### Provided passage ###

IMO, the last sentence should capture /why/ we subtract the blocks that
are in use by the free space btrees because we used to advertise freesp
btree blocks in f_bfree/f_bavail, and someone who is accustomed to that
behavior might read the sentence and think "Oh, that's incorrect".

But clearly "due to per-AG metadata reservations" isn't clear enough, so
I'll change it to:

"The blocks currently in use by the freespace btrees because they record
the actual blocks that will fill per-AG metadata space reservations."

Thanks for the review :)

--D

> Comment nit aside, this LGTM. Thanks for the rework..
> 
> Reviewed-by: Brian Foster <bfoster@redhat.com>
> 
> > +static inline uint64_t
> > +xfs_fdblocks_unavailable(
> > +	struct xfs_mount	*mp)
> > +{
> > +	return mp->m_alloc_set_aside + atomic64_read(&mp->m_allocbt_blks);
> > +}
> > +
> >  extern int	xfs_mod_fdblocks(struct xfs_mount *mp, int64_t delta,
> >  				 bool reserved);
> >  extern int	xfs_mod_frextents(struct xfs_mount *mp, int64_t delta);
> > 
>
Dave Chinner March 23, 2022, 8:51 p.m. UTC | #3
On Sun, Mar 20, 2022 at 09:43:43AM -0700, Darrick J. Wong wrote:
> From: Darrick J. Wong <djwong@kernel.org>
> 
> xfs_reserve_blocks controls the size of the user-visible free space
> reserve pool.  Given the difference between the current and requested
> pool sizes, it will try to reserve free space from fdblocks.  However,
> the amount requested from fdblocks is also constrained by the amount of
> space that we think xfs_mod_fdblocks will give us.  We'll keep trying to
> reserve space so long as xfs_mod_fdblocks returns ENOSPC.

### Provided material ###

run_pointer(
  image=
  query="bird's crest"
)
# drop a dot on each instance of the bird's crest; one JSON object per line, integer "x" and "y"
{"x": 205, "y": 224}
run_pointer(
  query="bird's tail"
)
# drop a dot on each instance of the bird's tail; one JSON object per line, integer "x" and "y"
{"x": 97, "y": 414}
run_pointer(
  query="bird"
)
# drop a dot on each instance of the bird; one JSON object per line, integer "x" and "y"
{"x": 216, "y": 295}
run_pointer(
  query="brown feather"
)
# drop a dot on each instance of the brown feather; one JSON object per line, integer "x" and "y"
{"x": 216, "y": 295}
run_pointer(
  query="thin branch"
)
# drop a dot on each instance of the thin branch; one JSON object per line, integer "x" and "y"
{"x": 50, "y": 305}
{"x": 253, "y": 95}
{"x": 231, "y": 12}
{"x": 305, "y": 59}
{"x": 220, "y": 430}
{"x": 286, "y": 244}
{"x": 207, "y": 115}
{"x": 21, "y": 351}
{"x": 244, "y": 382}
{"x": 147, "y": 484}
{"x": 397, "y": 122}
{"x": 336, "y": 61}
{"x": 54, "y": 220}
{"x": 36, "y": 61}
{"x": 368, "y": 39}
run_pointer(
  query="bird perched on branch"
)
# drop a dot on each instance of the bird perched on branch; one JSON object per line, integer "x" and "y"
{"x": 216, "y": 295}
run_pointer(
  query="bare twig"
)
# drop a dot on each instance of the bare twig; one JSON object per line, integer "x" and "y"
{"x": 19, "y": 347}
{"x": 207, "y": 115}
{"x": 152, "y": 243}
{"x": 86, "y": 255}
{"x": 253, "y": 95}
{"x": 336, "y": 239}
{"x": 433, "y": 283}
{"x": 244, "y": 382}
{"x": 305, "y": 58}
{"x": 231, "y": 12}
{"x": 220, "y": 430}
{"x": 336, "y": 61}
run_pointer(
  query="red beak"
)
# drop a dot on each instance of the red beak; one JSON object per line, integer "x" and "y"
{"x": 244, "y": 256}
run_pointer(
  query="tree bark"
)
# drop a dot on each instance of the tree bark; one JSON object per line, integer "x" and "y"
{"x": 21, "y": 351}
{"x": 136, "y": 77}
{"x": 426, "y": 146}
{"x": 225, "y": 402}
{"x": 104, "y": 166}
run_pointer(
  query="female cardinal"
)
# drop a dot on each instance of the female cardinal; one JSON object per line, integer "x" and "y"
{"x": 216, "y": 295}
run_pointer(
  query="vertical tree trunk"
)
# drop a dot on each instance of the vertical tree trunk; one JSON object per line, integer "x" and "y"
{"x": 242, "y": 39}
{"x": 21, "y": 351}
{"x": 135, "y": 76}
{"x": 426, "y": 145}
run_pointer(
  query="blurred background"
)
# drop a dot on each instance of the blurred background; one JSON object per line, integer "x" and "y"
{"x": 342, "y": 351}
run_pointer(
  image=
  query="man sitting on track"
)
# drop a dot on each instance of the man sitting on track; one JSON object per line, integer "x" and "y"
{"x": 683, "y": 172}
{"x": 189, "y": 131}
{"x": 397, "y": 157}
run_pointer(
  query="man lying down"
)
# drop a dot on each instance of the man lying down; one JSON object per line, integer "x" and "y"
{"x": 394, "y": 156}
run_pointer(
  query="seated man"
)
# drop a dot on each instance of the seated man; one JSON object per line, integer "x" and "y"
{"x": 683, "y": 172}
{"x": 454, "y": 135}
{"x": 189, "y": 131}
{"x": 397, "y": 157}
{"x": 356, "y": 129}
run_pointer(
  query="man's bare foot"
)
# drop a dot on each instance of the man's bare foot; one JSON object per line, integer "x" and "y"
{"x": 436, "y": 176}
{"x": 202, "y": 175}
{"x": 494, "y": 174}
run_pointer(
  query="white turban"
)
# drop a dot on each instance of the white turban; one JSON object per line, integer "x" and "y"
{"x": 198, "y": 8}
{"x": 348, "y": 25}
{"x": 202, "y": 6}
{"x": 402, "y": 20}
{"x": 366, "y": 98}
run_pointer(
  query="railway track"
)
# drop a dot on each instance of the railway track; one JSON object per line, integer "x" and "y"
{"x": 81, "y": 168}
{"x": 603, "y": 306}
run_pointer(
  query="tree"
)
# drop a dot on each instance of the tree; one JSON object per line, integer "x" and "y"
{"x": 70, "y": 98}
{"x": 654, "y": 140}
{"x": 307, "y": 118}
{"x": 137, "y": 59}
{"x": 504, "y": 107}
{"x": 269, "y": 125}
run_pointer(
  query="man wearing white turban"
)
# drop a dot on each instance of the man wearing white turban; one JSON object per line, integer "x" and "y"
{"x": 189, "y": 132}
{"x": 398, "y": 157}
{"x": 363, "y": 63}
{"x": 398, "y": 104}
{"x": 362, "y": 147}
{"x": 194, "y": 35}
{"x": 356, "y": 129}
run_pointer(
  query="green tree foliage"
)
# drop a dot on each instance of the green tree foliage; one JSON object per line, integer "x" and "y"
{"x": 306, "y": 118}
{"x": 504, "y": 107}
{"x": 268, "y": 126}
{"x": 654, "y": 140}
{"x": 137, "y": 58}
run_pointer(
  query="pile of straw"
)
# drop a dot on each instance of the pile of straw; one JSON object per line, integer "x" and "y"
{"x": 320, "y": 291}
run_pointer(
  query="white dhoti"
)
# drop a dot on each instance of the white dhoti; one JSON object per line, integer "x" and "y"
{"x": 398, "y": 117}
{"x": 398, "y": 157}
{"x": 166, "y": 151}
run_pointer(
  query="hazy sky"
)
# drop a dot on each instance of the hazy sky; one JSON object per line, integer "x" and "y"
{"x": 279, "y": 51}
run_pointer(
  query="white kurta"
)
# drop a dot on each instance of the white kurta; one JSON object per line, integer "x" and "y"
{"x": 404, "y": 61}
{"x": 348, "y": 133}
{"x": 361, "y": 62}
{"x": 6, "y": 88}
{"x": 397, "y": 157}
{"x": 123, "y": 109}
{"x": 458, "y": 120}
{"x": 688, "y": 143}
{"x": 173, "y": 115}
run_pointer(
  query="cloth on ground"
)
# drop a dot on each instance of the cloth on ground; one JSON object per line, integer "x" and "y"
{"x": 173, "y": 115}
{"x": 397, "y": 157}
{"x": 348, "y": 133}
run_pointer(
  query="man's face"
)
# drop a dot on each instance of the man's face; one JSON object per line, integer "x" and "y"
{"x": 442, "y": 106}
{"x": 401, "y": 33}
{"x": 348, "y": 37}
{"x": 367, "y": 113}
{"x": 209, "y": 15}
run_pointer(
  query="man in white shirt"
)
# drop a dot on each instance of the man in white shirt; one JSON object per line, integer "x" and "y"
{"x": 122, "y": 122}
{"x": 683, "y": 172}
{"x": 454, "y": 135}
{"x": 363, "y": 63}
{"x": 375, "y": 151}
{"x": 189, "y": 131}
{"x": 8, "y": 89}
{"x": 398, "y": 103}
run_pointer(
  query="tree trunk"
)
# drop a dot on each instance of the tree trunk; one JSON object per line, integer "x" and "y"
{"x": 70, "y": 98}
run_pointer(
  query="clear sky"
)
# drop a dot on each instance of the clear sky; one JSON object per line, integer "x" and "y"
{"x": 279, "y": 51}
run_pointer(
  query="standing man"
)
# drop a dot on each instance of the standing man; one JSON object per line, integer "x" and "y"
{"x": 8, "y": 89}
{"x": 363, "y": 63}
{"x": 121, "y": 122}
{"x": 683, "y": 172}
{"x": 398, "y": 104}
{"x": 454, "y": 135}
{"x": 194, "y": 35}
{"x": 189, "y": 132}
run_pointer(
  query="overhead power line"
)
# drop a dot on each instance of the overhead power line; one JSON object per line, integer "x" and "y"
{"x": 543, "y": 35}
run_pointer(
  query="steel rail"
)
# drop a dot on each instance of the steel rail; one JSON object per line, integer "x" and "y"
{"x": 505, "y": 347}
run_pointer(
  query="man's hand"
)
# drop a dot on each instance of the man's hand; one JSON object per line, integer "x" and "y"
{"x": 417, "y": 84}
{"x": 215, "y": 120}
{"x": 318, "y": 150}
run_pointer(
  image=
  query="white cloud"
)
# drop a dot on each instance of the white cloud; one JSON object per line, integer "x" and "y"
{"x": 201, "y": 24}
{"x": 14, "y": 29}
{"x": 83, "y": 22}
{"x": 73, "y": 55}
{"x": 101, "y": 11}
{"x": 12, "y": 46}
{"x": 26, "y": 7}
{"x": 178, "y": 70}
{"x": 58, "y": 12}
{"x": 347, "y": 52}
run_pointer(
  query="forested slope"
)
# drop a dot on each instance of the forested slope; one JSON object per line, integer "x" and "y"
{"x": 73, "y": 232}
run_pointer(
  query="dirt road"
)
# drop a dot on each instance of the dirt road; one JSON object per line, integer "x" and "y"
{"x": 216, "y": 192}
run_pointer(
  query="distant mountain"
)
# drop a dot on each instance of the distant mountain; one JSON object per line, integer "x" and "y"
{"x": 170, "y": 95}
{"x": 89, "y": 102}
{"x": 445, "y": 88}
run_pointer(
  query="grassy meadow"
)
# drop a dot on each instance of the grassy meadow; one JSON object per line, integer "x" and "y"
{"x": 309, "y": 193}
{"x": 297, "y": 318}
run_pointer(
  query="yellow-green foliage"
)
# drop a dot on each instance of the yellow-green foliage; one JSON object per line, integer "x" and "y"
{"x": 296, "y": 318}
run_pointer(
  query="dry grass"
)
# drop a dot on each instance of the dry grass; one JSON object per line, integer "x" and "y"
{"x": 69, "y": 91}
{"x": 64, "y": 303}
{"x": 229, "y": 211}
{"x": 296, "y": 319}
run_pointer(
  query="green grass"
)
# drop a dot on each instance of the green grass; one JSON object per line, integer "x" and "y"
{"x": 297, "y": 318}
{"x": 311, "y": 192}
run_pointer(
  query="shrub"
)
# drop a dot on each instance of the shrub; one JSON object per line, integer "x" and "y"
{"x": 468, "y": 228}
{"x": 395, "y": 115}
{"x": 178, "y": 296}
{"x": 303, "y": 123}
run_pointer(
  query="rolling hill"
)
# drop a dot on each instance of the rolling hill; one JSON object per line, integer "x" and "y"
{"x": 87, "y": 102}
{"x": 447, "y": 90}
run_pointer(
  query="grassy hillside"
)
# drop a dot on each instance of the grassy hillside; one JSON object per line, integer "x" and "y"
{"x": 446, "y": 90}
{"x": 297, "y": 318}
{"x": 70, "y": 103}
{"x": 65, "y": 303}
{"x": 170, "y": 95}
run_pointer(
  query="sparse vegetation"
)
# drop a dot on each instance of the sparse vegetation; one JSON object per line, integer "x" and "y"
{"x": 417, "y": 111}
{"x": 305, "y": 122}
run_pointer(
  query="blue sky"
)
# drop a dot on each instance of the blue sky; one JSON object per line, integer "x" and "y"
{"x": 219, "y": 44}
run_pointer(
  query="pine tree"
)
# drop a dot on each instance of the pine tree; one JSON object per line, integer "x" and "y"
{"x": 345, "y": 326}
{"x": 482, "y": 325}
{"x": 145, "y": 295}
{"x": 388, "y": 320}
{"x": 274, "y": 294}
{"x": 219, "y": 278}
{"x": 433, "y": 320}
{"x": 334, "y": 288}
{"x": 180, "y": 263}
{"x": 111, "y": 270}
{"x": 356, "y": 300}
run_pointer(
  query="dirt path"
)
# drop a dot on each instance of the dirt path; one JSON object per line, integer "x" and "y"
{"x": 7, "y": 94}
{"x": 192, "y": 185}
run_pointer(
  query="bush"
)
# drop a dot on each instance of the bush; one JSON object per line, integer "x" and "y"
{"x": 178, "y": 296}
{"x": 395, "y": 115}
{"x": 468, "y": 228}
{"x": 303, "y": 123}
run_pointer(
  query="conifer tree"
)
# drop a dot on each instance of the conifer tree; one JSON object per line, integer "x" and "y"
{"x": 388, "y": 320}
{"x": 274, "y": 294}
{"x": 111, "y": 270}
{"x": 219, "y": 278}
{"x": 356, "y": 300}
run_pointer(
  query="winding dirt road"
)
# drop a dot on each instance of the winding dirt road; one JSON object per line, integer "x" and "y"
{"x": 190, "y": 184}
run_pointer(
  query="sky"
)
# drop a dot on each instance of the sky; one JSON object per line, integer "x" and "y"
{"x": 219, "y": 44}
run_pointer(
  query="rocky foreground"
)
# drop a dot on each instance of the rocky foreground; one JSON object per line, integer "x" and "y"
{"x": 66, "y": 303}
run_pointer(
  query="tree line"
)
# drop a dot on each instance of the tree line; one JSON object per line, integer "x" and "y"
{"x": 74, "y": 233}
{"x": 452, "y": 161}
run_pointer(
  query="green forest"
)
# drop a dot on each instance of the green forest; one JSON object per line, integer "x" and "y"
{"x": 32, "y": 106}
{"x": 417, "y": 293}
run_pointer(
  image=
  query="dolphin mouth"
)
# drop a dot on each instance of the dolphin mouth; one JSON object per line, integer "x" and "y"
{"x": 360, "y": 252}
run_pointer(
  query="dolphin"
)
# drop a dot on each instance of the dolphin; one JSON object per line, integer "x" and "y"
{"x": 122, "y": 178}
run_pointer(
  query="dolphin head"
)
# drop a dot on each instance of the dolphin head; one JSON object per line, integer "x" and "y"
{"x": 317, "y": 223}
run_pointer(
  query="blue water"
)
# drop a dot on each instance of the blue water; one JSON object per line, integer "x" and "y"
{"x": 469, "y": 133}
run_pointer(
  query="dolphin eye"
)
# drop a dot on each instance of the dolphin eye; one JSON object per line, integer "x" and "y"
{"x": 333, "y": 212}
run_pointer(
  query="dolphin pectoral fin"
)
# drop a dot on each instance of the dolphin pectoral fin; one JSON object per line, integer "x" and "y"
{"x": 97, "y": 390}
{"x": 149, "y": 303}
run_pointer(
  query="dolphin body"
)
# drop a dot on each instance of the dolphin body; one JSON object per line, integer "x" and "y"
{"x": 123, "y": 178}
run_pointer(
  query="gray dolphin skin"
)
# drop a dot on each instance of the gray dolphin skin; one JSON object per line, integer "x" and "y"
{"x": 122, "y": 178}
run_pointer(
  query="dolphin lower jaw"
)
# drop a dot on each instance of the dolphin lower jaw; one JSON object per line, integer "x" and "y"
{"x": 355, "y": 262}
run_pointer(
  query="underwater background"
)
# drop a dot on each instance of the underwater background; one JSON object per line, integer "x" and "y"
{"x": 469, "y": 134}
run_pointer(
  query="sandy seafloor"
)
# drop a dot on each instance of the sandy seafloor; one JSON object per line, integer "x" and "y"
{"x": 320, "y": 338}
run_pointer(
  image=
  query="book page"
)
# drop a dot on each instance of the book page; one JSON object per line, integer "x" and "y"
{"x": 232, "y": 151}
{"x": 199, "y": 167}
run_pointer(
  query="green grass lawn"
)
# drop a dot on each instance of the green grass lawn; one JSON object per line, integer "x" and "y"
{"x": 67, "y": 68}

###

> _List of tasks_:
a - In the XFS mailing-list thread, what does xfs_reserve_blocks control?
b - Pick up the XFS mailing-list thread again right after its final sentence and keep writing.

> _Expected outputs_:
a - The size of the user-visible free space reserve pool.

b -
> 
> In commit fd43cf600cf6, we decided that xfs_mod_fdblocks should not hand
> out the "free space" used by the free space btrees, because some portion
> of the free space btrees hold in reserve space for future btree
> expansion.  Unfortunately, xfs_reserve_blocks' estimation of the number
> of blocks that it could request from xfs_mod_fdblocks was not updated to
> include m_allocbt_blks, so if space is extremely low, the caller hangs.
> 
> Fix this by creating a function to estimate the number of blocks that
> can be reserved from fdblocks, which needs to exclude the set-aside and
> m_allocbt_blks.
> 
> Found by running xfs/306 (which formats a single-AG 20MB filesystem)
> with an fstests configuration that specifies a 1k blocksize and a
> specially crafted log size that will consume 7/8 of the space (17920
> blocks, specifically) in that AG.
> 
> Cc: Brian Foster <bfoster@redhat.com>
> Fixes: fd43cf600cf6 ("xfs: set aside allocation btree blocks from block reservation")
> Signed-off-by: Darrick J. Wong <djwong@kernel.org>

Looks fine.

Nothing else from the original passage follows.